In the text on the HIV survey of long-distance truckers, which effect does the low response rate of depots likely have on the survey's estimate of HIV risk?

[Supplied text Boundary: Start]

This study has some limitations. A few underlying determinants remained significantly associated with HIV in the fully adjusted model, suggesting that these underlying determinants work through proximate determinants other than those measured in this survey, such as partner HIV status, for example. Other studies using this approach for analysis have shown that partnership characteristics are important predictors of individual risk.21,31 The survey was an interviewer-administered survey and may have suffered from social desirability bias or poor recall in responses to sensitive questions. The low response rate of depots may have biased the sample in favour of drivers working for companies that more strongly encourage health-seeking behaviour amongst their workforce; given this, the survey is likely to underestimate HIV risk. Finally, the cross-sectional nature of this survey limits our ability to determine the temporal sequence of risks in relation to HIV infection.
In conclusion, this population-based survey of long-distance truckers to our knowledge is the first of its kind in South Africa and provides a precise estimate of HIV infection in this population. The data confirm the critical role that occupational mobility plays in promoting ongoing HIV risk behaviour as well as reducing access to health services, highlighting the need for enhanced industry-based targeted interventions for this population.
Authors’ contributions
SD, HR designed the study and MO supervised the implementation. IK provided guidance on the sampling frame and sampling strategies. BB analysed the data with assistance from PK and MC. SD, BB and PK interpreted the data and prepared the first draft of the manuscript which was approved by all authors.

[Supplied text Boundary: End]
[Provided information Boundary: Start]

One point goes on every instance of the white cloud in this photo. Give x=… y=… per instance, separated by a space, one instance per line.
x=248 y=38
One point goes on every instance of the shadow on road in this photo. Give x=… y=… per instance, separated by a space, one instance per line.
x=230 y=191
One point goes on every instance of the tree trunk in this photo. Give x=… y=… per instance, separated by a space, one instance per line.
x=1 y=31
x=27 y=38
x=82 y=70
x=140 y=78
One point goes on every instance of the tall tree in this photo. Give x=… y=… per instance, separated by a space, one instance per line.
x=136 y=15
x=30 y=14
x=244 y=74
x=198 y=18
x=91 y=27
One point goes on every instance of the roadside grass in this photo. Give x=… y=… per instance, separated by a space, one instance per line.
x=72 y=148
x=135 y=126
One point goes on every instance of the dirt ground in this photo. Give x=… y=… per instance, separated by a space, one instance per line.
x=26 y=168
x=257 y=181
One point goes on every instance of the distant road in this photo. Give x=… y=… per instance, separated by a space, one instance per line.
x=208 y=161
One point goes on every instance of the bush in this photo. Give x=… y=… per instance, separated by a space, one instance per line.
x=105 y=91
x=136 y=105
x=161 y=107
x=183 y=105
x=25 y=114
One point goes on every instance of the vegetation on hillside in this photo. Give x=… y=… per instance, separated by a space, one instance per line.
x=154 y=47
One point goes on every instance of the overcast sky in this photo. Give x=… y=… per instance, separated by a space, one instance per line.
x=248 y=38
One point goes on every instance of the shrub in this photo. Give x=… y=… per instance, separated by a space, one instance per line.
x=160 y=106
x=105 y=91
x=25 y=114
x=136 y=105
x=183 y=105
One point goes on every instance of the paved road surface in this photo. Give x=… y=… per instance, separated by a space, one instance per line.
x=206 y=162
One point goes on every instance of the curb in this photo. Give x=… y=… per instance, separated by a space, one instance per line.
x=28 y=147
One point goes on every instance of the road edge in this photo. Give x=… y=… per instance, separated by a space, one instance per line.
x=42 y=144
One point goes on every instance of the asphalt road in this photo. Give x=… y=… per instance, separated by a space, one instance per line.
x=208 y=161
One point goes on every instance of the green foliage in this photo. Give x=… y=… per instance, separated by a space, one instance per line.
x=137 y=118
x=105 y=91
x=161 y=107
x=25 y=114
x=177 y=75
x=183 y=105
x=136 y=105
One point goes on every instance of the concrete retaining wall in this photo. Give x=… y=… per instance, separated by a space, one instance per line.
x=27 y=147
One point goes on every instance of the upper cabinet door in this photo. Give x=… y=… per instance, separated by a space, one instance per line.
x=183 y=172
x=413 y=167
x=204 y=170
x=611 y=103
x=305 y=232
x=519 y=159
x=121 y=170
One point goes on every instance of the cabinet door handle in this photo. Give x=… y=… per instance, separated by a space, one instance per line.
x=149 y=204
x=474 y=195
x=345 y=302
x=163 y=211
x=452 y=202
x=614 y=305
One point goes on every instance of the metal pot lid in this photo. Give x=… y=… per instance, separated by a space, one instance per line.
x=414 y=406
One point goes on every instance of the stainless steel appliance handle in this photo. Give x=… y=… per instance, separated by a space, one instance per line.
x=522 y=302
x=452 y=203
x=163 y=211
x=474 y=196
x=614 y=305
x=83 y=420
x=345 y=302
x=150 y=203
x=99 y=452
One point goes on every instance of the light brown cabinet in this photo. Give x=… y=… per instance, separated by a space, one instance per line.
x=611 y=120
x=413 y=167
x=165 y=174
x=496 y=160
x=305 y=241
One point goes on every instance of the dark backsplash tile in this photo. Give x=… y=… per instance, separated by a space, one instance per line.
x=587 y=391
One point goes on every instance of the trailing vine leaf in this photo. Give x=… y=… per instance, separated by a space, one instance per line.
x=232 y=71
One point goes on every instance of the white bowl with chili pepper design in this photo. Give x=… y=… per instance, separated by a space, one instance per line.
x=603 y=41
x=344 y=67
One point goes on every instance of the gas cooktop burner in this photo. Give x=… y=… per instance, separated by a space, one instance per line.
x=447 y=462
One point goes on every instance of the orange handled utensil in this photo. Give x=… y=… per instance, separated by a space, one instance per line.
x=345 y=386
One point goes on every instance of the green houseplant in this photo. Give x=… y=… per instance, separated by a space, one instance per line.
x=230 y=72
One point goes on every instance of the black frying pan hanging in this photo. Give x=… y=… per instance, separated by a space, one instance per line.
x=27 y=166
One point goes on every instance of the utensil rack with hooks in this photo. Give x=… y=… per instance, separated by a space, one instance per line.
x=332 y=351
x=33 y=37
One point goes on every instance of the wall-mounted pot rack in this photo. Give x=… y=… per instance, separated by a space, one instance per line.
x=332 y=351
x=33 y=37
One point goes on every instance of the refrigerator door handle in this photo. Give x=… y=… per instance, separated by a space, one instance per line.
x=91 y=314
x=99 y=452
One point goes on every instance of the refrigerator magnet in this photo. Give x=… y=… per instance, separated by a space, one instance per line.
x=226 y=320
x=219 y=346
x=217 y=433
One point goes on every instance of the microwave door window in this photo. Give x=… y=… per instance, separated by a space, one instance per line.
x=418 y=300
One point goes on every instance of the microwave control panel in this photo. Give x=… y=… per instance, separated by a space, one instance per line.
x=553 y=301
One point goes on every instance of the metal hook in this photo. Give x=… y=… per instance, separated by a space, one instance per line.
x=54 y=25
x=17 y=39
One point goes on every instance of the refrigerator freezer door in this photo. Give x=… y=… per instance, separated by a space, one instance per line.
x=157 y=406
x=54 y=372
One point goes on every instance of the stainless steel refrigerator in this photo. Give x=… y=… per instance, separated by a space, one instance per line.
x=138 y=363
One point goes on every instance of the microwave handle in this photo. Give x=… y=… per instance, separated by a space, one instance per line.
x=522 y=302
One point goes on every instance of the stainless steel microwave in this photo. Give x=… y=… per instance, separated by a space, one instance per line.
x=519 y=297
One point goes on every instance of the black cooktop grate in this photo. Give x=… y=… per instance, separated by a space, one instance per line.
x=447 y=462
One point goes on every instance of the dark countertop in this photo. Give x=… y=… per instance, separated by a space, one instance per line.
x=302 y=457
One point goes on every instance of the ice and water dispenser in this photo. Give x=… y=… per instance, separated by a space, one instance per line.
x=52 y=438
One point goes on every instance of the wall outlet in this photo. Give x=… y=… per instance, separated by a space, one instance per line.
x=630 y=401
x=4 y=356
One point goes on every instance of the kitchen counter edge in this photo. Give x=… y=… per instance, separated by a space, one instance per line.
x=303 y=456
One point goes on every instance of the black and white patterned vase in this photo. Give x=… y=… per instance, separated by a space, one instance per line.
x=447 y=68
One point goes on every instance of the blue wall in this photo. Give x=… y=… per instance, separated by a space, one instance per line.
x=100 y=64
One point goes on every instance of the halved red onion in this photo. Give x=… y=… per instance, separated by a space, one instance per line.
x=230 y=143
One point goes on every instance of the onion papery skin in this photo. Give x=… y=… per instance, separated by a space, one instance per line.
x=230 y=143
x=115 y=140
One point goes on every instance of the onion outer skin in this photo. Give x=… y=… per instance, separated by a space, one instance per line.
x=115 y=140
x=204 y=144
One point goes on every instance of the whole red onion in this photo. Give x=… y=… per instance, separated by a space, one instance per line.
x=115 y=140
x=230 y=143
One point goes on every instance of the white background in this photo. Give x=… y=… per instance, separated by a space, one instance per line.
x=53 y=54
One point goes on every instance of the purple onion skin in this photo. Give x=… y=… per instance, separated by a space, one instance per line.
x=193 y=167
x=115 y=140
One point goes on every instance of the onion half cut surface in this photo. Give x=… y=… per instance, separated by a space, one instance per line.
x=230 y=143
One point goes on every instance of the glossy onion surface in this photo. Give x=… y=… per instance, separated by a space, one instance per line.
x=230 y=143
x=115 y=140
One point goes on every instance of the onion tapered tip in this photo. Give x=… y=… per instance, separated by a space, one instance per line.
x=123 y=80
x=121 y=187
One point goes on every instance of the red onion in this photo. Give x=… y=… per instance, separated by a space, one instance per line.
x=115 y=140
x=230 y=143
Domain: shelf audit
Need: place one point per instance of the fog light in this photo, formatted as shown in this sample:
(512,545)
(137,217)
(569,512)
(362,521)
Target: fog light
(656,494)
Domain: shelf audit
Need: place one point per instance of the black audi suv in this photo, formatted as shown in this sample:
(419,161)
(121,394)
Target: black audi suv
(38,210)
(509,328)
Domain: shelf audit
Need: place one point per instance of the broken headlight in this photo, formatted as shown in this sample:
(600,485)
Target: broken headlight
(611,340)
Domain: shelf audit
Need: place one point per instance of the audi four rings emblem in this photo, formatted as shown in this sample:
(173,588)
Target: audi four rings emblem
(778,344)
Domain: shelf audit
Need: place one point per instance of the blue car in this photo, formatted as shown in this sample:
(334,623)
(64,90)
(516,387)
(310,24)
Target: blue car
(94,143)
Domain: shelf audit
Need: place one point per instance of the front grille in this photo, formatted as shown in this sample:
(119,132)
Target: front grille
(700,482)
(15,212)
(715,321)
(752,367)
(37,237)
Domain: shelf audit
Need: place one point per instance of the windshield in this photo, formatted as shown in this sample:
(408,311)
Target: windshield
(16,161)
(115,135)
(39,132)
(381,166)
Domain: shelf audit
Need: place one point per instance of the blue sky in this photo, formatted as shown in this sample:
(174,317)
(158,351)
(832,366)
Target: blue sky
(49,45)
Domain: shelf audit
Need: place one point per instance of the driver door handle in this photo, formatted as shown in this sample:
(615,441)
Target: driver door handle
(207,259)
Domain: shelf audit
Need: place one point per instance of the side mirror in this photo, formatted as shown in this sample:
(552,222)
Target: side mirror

[Provided information Boundary: End]

— Answer section —
It likely makes the survey underestimate HIV risk.